** START Records for processing **
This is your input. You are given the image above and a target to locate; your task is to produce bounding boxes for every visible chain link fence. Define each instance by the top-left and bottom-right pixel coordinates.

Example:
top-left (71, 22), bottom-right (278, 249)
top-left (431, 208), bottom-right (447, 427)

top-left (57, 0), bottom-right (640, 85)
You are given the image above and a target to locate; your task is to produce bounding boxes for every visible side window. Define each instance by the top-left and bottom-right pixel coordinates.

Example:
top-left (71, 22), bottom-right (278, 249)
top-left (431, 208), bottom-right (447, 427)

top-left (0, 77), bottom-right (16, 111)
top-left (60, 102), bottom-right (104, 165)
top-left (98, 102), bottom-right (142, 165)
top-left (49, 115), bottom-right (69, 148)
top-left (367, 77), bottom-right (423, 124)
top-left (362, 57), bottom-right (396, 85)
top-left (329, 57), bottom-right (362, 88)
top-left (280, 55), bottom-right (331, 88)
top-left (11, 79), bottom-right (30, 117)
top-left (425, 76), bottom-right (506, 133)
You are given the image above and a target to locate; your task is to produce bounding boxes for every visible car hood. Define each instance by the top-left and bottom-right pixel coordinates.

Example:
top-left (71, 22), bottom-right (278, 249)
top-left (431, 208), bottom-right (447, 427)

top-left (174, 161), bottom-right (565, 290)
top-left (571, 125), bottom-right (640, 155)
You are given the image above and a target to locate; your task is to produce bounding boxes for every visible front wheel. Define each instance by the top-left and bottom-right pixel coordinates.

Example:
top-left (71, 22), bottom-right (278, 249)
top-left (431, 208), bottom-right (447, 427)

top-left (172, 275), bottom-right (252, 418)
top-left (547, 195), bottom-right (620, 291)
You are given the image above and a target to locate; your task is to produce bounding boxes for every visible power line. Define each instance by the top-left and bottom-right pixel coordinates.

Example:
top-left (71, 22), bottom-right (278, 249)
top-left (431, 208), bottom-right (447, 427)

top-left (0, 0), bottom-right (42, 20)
** END Records for processing **
Output all five records above as a two-column CSV with the headers text and answer, one row per record. Put each record's text and its answer in a single quoted field, with line breaks turned into spaces.

> _Written solution_:
text,answer
"This is your input. You are given the image above and a target to locate; your task is to produce bounding boxes for every visible chain link fence. Define each instance by the top-left and bottom-right pixel coordinates. Example: top-left (71, 22), bottom-right (278, 249) top-left (431, 208), bottom-right (447, 427)","top-left (57, 0), bottom-right (640, 85)"
"You are given the image above and a target to locate; your task is to produce bounding boxes for every visible side window. Define each instance by the top-left and bottom-right pixel coordinates. Example: top-left (71, 22), bottom-right (278, 249) top-left (431, 208), bottom-right (447, 427)","top-left (0, 77), bottom-right (16, 111) top-left (60, 102), bottom-right (104, 165) top-left (98, 102), bottom-right (142, 165) top-left (49, 115), bottom-right (69, 148) top-left (367, 77), bottom-right (423, 124) top-left (362, 57), bottom-right (396, 85) top-left (329, 57), bottom-right (362, 88) top-left (280, 55), bottom-right (331, 88) top-left (11, 79), bottom-right (30, 117) top-left (425, 76), bottom-right (506, 133)"
"You are given the image above and a target to locate; your task is to produce bounding boxes for every visible car hood. Define each instance by the top-left and bottom-right pixel coordinates. Example: top-left (71, 22), bottom-right (278, 249) top-left (431, 208), bottom-right (447, 427)","top-left (174, 161), bottom-right (565, 290) top-left (571, 125), bottom-right (640, 155)"
"You are given the image above and a target to locate; your task is to produce bounding boxes for every visible front wheel. Define each instance by the top-left and bottom-right pixel coordinates. Example: top-left (71, 22), bottom-right (278, 249) top-left (431, 208), bottom-right (447, 427)","top-left (172, 275), bottom-right (252, 418) top-left (547, 195), bottom-right (620, 291)"
"You are given the image above and a target to locate; your task is to produce bounding boxes for every visible power line. Define each instance by the top-left and bottom-right pixel coordinates. Example: top-left (71, 22), bottom-right (278, 249) top-left (431, 208), bottom-right (447, 427)","top-left (0, 0), bottom-right (42, 20)"